Task description - Update the rows below so that every "sample output" reads "example format", leaving all other text unchanged.

Material for this exercise -
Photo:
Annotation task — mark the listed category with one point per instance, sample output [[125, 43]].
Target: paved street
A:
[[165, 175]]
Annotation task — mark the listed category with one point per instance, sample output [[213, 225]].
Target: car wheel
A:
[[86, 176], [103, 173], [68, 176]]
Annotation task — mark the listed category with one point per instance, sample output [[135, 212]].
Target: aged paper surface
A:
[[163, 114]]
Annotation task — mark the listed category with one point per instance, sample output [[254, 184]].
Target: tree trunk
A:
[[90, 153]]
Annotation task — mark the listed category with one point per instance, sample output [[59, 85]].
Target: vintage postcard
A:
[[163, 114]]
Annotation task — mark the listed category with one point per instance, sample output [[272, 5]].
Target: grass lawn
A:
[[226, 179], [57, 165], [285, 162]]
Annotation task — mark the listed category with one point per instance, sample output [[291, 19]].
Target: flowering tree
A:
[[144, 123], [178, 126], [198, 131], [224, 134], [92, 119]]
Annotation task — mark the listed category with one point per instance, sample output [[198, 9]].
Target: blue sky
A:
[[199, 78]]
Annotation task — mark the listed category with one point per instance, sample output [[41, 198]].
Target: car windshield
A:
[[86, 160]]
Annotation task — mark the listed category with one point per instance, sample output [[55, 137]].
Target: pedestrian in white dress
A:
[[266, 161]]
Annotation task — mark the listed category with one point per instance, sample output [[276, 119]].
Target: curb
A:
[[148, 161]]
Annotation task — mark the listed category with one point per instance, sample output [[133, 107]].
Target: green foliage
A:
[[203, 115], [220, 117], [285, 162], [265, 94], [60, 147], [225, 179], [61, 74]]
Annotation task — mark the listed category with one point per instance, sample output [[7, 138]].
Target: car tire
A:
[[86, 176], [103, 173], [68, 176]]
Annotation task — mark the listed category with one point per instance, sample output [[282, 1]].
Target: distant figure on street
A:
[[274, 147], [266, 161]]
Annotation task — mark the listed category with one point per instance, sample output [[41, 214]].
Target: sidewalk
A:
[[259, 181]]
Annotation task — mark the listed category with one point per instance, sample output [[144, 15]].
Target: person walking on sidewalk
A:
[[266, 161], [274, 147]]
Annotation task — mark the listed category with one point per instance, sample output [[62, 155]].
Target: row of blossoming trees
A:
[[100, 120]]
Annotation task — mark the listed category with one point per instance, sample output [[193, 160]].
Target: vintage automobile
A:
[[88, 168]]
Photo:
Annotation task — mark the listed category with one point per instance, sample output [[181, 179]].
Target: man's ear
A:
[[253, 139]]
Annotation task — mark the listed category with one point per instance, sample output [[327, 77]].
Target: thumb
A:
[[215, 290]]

Full output -
Photo:
Annotation task — mark the listed category with one point per instance, example format [[125, 43]].
Target: paved street
A:
[[165, 175]]
Annotation task — mark the listed category with one point per instance, example format [[213, 225]].
Target: car wheel
A:
[[86, 176], [103, 173], [68, 176]]
Annotation task — mark the listed category with one point per instance, example format [[135, 212]].
Target: aged paper surface
A:
[[163, 114]]
Annotation task — mark the listed category with one point per instance, example format [[254, 184]].
Target: tree trunk
A:
[[90, 153]]
Annotation task — mark the listed category with one point per instance, example format [[59, 85]].
Target: vintage postcard
A:
[[163, 114]]
Annotation task — mark the listed category with one point per instance, example format [[272, 5]].
Target: grass lawn
A:
[[226, 179], [57, 165], [285, 162]]
Annotation task — mark the listed category with one point per instance, example format [[291, 19]].
Target: flowering tree
A:
[[144, 123], [178, 126], [198, 131], [224, 134], [92, 119]]
Annotation task — mark the listed category with one point per instance, example format [[198, 9]].
Target: blue sky
A:
[[199, 78]]
Annotation task — mark the listed category with one point per instance, example format [[41, 198]].
Target: car windshield
A:
[[86, 160]]
Annotation task — mark the listed category with one point per instance, example format [[55, 137]].
Target: pedestrian in white dress
A:
[[266, 161]]
Annotation task — mark the listed category with one point per instance, example format [[276, 119]].
Target: curb
A:
[[148, 161]]
Annotation task — mark the listed category with one point per instance, example format [[133, 107]].
Target: green foliage
A:
[[203, 115], [220, 117], [285, 162], [265, 94], [60, 147], [225, 179], [61, 74]]
Annotation task — mark the listed category with one point per instance, example format [[7, 138]].
Target: car tire
A:
[[86, 176], [103, 173], [68, 176]]
Annotation task — mark the listed category with one point per instance, example format [[282, 1]].
Target: distant figure on street
A:
[[274, 147], [266, 161]]
Annotation task — mark the listed category with one point per instance, example format [[41, 214]].
Target: sidewalk
A:
[[259, 181]]
Annotation task — mark the listed category with one point per instance, example format [[144, 15]].
Target: person walking on sidewalk
A:
[[266, 161], [274, 147]]
Annotation task — mark the listed category with one point per instance, example format [[62, 155]].
Target: row of blossoming trees
A:
[[100, 120]]
Annotation task — mark the listed category with one point per instance, example format [[193, 160]].
Target: vintage automobile
A:
[[88, 168]]
Photo:
Annotation task — mark the listed category with one point per instance, example format [[181, 179]].
Target: man's ear
A:
[[253, 139]]
Annotation task — mark the listed category with one point per instance, example format [[327, 77]].
Target: thumb
A:
[[215, 290]]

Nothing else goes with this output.